It gets to the point when I wish death upon my husband several times a day. I obsess over the wish that he’ll have a heart attack or an anneurism and just drop the fuck dead and out of my life. I want to divorce him but he’ll only make parenting our son a miserable experience. He lacks all ability be the bigger person, to be a good example for our son, to play nice because little eyes are watching. When he’s drunk, nothing he says is wrong. Everyone else is always at fault. He does bloated outrage and entitlement like its an olympic sport and he goes for fucking gold every time.

I don’t trust him to be a good father to DS if we split custody. He’ll do irresponsible things around DS simply to show me that nobody tells him what to do(!) and he won’t even bat an eye at the thought that this doesn’t make him a good dad. He thinks he’s the better parent simply because he’s home while I’m at work. It doesn’t occur to him that I’m home while HE’S at work too. So fucking what?

■ ■ ■ ■ ■ ■ ■

> [WHAT YOU NEED TO DO]:
Please list each thing the passage says the husband lacks all ability to do, quoting the text's own words. The listing below has no connection to the passage.

■ ■ ■ ■ ■ ■ ■

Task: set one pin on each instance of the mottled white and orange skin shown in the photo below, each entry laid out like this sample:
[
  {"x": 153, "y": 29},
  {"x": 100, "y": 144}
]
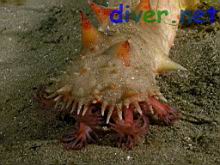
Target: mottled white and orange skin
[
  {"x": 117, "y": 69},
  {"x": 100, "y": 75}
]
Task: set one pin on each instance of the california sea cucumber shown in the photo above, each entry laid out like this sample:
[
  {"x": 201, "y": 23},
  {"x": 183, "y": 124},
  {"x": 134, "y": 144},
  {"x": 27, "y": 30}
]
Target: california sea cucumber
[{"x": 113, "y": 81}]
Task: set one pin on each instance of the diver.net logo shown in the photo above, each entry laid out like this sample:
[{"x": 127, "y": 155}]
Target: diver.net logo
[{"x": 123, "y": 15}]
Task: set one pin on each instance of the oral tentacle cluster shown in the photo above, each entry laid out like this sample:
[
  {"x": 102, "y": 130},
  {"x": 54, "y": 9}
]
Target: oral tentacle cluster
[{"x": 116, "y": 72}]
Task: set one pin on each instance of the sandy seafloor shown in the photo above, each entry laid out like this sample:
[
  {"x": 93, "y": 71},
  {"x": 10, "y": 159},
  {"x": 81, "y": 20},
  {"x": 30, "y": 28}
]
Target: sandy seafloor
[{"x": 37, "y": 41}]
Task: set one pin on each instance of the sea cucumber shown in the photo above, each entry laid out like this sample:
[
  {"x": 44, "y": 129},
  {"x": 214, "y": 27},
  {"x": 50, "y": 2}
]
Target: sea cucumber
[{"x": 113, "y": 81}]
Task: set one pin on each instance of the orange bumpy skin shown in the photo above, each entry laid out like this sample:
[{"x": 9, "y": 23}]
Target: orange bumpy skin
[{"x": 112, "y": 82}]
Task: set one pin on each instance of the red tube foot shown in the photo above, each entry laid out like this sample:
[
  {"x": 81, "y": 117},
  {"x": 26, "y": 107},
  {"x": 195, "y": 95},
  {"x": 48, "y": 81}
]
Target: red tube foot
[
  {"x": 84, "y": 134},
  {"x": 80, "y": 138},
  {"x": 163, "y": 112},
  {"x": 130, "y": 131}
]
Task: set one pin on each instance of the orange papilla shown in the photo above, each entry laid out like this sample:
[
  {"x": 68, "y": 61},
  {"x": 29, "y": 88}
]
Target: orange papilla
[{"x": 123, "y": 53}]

■ ■ ■ ■ ■ ■ ■

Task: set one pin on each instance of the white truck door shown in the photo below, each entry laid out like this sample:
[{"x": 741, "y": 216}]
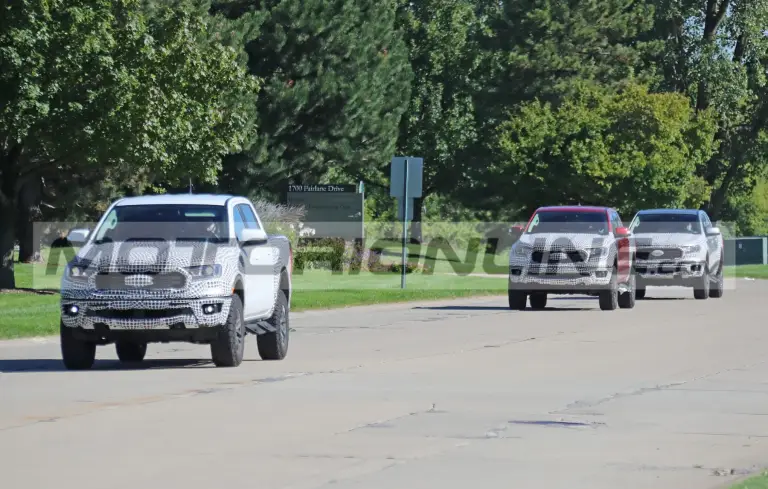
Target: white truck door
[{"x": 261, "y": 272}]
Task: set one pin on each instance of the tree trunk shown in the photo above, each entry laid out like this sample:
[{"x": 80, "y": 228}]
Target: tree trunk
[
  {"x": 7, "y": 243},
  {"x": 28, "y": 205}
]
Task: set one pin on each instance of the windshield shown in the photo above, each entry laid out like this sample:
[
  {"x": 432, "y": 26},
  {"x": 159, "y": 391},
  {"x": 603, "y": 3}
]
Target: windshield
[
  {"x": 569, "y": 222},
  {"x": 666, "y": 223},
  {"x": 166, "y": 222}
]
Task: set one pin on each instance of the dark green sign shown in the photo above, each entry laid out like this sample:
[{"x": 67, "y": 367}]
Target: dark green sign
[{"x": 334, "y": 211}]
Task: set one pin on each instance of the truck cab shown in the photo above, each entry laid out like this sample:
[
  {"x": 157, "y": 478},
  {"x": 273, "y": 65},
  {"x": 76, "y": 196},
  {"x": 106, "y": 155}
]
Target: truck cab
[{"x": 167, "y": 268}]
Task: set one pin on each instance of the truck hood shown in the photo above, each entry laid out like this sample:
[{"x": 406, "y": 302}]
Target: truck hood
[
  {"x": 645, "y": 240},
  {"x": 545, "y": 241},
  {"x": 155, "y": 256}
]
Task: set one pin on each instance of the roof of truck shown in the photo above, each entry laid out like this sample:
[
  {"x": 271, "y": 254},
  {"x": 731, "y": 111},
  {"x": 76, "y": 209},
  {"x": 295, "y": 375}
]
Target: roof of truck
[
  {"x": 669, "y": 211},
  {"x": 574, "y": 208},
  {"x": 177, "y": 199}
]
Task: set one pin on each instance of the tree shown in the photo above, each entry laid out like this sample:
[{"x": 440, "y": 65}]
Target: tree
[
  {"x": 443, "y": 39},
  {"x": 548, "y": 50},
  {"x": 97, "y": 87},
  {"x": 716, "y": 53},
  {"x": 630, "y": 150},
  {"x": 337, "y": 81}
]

■ ■ ■ ■ ■ ■ ■

> [RESULT FOR THIS TASK]:
- be the bigger person
- to be a good example for our son
- to play nice because little eyes are watching